--- START OF Data entries ---

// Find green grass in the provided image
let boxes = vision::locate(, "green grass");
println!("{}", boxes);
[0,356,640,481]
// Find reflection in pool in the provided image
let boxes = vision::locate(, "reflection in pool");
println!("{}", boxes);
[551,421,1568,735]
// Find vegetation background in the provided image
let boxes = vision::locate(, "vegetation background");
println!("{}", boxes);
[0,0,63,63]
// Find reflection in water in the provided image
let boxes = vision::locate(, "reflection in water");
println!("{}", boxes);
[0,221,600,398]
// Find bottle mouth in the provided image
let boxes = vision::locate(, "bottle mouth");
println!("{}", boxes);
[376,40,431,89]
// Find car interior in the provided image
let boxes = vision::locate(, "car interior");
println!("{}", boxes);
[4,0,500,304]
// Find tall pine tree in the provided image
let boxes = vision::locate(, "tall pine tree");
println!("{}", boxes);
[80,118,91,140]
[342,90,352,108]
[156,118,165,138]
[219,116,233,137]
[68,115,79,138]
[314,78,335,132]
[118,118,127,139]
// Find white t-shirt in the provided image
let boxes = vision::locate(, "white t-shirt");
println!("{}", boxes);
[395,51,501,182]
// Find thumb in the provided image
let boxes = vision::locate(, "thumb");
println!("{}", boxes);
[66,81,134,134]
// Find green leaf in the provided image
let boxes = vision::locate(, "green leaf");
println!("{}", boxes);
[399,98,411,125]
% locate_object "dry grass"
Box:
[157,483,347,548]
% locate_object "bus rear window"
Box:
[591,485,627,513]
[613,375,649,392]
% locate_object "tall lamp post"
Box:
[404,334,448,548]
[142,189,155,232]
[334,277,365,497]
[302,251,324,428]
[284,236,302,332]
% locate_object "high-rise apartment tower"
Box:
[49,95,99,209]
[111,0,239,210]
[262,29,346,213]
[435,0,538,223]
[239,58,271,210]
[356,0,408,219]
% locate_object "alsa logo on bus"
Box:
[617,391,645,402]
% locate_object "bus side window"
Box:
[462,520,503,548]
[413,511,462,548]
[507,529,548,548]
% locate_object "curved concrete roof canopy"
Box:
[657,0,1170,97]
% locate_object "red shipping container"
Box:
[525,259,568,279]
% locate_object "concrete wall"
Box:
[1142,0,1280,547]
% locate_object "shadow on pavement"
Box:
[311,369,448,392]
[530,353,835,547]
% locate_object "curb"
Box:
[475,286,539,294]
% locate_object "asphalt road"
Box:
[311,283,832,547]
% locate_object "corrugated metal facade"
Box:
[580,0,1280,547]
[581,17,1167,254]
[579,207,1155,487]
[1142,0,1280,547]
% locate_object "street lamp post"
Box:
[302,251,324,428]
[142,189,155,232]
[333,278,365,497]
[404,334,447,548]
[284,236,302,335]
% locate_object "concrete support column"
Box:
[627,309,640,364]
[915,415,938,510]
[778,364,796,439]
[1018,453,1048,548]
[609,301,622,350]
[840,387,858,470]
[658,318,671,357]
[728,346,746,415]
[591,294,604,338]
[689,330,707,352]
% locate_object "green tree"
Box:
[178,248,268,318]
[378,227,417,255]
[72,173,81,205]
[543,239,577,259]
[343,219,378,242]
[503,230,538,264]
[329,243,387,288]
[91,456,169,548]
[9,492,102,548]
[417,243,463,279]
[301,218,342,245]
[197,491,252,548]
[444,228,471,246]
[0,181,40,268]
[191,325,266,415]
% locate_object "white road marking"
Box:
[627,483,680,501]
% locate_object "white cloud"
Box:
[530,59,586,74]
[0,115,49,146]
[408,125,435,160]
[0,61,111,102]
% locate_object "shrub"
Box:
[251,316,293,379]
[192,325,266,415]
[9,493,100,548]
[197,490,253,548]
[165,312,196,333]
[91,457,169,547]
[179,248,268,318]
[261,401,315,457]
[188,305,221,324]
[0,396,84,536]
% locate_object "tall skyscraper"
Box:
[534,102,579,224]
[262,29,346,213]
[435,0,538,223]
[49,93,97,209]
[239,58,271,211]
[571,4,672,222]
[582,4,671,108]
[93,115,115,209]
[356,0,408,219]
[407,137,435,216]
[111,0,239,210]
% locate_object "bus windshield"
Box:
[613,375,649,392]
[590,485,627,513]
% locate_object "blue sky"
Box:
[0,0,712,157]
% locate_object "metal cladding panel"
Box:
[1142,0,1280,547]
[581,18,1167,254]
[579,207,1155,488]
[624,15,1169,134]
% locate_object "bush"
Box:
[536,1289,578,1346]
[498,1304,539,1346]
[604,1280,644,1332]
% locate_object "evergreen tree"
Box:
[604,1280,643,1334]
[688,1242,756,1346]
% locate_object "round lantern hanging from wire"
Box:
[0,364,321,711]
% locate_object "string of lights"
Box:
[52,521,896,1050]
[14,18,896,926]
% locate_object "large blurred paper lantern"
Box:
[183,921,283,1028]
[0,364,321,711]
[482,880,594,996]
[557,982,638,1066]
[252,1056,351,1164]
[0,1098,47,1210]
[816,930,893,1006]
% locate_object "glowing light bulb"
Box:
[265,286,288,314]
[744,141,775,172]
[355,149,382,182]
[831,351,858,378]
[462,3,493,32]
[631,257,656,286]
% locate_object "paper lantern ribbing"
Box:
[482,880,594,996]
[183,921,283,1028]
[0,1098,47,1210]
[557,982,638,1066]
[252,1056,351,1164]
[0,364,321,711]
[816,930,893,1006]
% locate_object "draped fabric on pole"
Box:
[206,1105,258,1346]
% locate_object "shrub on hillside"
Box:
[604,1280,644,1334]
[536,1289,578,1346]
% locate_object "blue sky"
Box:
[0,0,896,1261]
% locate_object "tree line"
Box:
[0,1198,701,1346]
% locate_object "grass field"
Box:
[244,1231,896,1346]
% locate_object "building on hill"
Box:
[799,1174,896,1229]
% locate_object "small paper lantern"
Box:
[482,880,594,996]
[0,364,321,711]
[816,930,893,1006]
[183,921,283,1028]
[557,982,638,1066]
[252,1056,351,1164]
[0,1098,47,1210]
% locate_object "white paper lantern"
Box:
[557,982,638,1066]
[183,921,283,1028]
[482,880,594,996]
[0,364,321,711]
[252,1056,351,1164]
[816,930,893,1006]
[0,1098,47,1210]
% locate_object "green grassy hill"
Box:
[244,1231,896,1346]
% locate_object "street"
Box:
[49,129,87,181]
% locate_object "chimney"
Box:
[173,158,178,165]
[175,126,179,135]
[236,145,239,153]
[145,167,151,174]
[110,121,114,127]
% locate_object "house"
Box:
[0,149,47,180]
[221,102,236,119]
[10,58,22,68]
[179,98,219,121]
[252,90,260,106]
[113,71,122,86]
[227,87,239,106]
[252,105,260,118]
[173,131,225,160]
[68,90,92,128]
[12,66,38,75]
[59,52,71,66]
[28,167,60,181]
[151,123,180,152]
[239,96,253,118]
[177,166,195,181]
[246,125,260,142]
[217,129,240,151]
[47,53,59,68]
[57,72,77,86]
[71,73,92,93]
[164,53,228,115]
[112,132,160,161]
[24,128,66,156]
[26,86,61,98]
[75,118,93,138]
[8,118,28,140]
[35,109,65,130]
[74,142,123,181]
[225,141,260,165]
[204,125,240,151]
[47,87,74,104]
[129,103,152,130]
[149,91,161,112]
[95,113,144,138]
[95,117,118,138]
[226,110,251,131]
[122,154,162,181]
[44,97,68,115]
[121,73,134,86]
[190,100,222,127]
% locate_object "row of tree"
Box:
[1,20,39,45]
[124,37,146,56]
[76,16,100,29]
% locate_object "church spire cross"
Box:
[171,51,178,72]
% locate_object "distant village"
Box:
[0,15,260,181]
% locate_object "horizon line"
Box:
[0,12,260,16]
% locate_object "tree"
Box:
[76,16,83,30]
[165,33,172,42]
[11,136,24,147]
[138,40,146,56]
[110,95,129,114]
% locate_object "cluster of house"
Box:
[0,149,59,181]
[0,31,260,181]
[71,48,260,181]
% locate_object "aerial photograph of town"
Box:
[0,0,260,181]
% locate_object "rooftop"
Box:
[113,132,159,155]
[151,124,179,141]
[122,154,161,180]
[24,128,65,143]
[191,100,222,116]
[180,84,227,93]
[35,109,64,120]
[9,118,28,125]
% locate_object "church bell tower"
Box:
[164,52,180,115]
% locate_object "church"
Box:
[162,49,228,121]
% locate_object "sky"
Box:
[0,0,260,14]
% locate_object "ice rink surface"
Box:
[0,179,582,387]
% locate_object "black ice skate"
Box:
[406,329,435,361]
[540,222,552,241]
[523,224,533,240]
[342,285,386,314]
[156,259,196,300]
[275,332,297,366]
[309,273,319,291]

--- END OF Data entries ---

■ Description of the task ■
Convert the records, from the beginning up to and including the line containing "[551,421,1568,735]", into a numbered list, omitting any blank lines.

■ Worked solution ■
1. // Find green grass in the provided image
2. let boxes = vision::locate(, "green grass");
3. println!("{}", boxes);
4. [0,356,640,481]
5. // Find reflection in pool in the provided image
6. let boxes = vision::locate(, "reflection in pool");
7. println!("{}", boxes);
8. [551,421,1568,735]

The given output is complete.